Items from a data source
↓
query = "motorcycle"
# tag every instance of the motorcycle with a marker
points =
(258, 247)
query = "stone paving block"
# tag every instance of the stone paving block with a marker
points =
↑
WORK REQUIRED: Rewrite the records as a JSON list of strings, with each line as its own string and blank lines left out.

TASK OUTPUT:
[
  "query = \"motorcycle\"",
  "# tag every instance of the motorcycle with a marker",
  "points =",
  "(258, 247)",
  "query = \"stone paving block\"",
  "# tag every instance of the stone paving block with a marker",
  "points ="
]